Is the following statement FACT or CRAP?
6. Marijuana doesn’t increase your odds you’ll use other drugs.
Answer: CRAP
Adolescent marijuana users are 2.5 times more likely to abuse prescription opioids. Prior use of alcohol, cigarettes, and marijuana and subsequent abuse of prescription opioids in young adults https://www.ncbi.nlm.nih.gov/pmc/articles/PMC3552239/pdf/nihms388189.pdf
America’s going through a bad patch—and I’m not just referring to the COVID-19 pandemic and its devastating effects. Since the mid-2000s, our nation has also been suffering through an opioid epidemic. Opioids are drugs chemically related to opium: morphine, oxycodone, methamphetamines, heroin, fentanyl, codeine, hydrocodone, and more, and now so much is laced with fentanyl. Some products are illegal; some aren’t. According to the U.S. Department of Health and Human Services, in the 12-month period ending in June 2020, 62,500 Americans died from just opioid overdoses. In 2019, 50,000 used heroin for the first time; 10.1 million misused opioid prescriptions; 2 million used meth; and 1.6 million had an opioid use disorder.
Marijuana is clearly a gateway drug for opioid abuse, since many prescription opioid abusers start as marijuana users. Heroin users don’t just start shooting heroin—they start with marijuana. A 2013 study of prior use of alcohol, cigarettes, and marijuana in adolescent opioid users showed that 12% of the 18-25 year-olds in the study (6,496 individuals) illegally used prescription opioids. Those who had used marijuana as adolescents were 2.5 times more likely to abuse prescription opioids than those who had never used marijuana. Among boys in the study, all prior substance use increased the likelihood of prescription opioid use—but for girls, only marijuana was a contributing factor. But in another more recent study, the 2019 Youth Risk Behavioral Study by the Centers for Disease Control, HAVING EVER USED marijuana was the TOP co-occurring substance use behavior for high school teens who have abused opioids in the past 30 days, even OVER ALCOHOL use in the past 30 days. In other words, lifetime marijuana use is the #1 predictor of whether a teen will abuse opioids. Marijuana is now the #1 gateway drug.
If that’s not the very definition of a gateway substance, I don’t know what is. So don’t feel relieved if you find out your kids are “only” using marijuana. Nip it in the bud, or they’ll be much more likely to become addicted to something even deadlier when the marijuana doesn’t give them the same high it used to.
Excellent article and, as always, for providing up-to-date, informed science-based research.
Thank you for your diligence on behalf of sparing others the pain of losing a beloved child, other family member or friend.

Source data:

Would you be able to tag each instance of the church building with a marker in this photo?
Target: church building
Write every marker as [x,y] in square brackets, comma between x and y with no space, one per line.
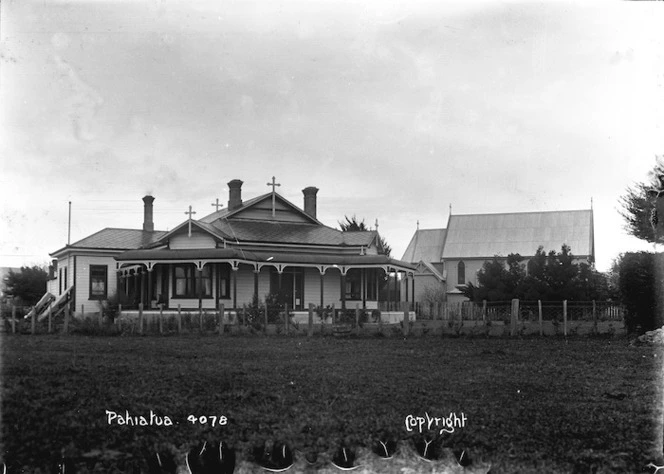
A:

Exercise instructions: Duplicate everything from "If that’s not" down to "member or friend." in the article on marijuana and opioid abuse above, word for word.

Task answer:
If that’s not the very definition of a gateway substance, I don’t know what is. So don’t feel relieved if you find out your kids are “only” using marijuana. Nip it in the bud, or they’ll be much more likely to become addicted to something even deadlier when the marijuana doesn’t give them the same high it used to.
Excellent article and, as always, for providing up-to-date, informed science-based research.
Thank you for your diligence on behalf of sparing others the pain of losing a beloved child, other family member or friend.